- _Problem to solve_
Could you write out all of the material below again, including the wording that precedes each answer, shifting every coordinate in the answers by adding -30 to it? Leave the numbers outside the answers unchanged.
== Stored data ==
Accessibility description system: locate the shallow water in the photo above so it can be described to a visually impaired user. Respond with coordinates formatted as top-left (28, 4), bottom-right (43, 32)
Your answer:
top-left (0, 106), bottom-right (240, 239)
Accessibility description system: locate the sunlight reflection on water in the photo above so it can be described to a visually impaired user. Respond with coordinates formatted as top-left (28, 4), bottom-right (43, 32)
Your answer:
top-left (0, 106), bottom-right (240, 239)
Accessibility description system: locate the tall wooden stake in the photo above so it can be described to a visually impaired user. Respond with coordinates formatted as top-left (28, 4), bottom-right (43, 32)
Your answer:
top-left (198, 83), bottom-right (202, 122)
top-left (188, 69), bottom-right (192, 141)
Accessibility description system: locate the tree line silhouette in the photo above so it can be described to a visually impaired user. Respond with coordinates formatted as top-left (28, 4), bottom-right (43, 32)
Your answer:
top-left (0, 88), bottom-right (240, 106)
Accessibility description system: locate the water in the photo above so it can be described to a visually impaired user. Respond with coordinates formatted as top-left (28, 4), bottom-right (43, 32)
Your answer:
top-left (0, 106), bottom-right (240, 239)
===
- _Result_
Accessibility description system: locate the shallow water in the photo above so it can be described to a visually impaired user. Respond with coordinates formatted as top-left (28, 4), bottom-right (43, 32)
Your answer:
top-left (-30, 76), bottom-right (210, 209)
Accessibility description system: locate the sunlight reflection on water in the photo above so it can be described to a visually impaired user. Respond with coordinates formatted as top-left (28, 4), bottom-right (43, 32)
Your answer:
top-left (-30, 76), bottom-right (210, 209)
Accessibility description system: locate the tall wooden stake in the photo above so it can be described to a visually impaired user. Respond with coordinates formatted as top-left (28, 4), bottom-right (43, 32)
Your answer:
top-left (168, 53), bottom-right (172, 92)
top-left (158, 39), bottom-right (162, 111)
Accessibility description system: locate the tree line silhouette in the photo above so it can be described to a visually impaired user. Respond with coordinates formatted as top-left (28, 4), bottom-right (43, 32)
Your answer:
top-left (-30, 58), bottom-right (210, 76)
Accessibility description system: locate the water in the photo above so it can be described to a visually impaired user. Respond with coordinates formatted as top-left (28, 4), bottom-right (43, 32)
Your answer:
top-left (-30, 76), bottom-right (210, 209)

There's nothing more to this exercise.